__DOCUMENT EXCERPT__:
* * * *
The gist: When the show's over, so's the union ... professional AND marital.
We know what Rita knows, so watching clueless Hank proceed through the evening provides the bittersweet tone that has marked this offbeat endeavor since it debuted in the past year to strong critical/audience approval.
Like that of local Hank & Rita fan Terri Ryburn, known hereabouts as a teacher, stand-up comedian, stage actress, activist and, perhaps above all, Route 66 historian/preservationist (currently represented via her ongoing Sprague Super Service Station restoration project on East Pine Street in Normal).
It all began when Ryburn and a close friend traveled to Minneapolis to see one of her former students, ISU alum Ann Rosenquist Fee, do a show with her professional partner, Joe Tougas (also an ISU alum).
They are a couple in profession only, billed as The Frye.
Hank & Rita were born after countless public inquiries as to whether Ann and Joe were, in fact, married to each other.
* * * *
__SOURCE EXCERPT__:
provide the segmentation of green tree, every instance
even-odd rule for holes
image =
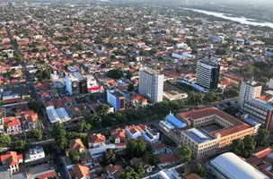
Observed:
* * * *
__WHAT IS EXPECTED__: Please carry on the article about Hank & Rita, starting right after its last sentence. The material above is separate from the article about Hank & Rita.

__RESPONSE TO THE EXERCISE__:
"No ... not anymore," was Tougas' stock response, rendered so frequently that he was inspired to create fictional alter egos for Joe and Ann, then write an entire album's worth of songs for them to perform as they try to rekindle their one-hit-wonder '70s success smack in the middle of the MTV-shanghaied '80s.
To be precise: "The time is around 1986, and we're playing our smallest gig yet," says Tougas, noting the premise is what makes intimate spaces like the 150-seat Eagle Lodge a perfect fit, where something bigger, like, say, Braden Auditorium "wouldn't work at all."
Tougas' back story for the duo: "They met at an auto parts store in Midlothian (Ill.), where Rita worked as a clerk and Joe came in after his van's radiator blew nearby en route to a gig at a bar called The Cove."
Fallout: "Pretty much love at first sight."
Followed by Hank coaxing Rita to join the band, and then that brief, bright, glory moment of Top 10 success, followed by ... a slow slide back down the hill, "with the audiences getting smaller and smaller, along with the venues."
"It ranges from funny to sad to deeply moving," says Ryburn of her immediate reaction to the show, which sparked, almost immediately thereafter, a burning desire to expand it into a feature-length film ... "part 'Crazy Heart,' part 'I Walk the Line,' part 'Tender Mercies,' part 'Little Miss Sunshine'."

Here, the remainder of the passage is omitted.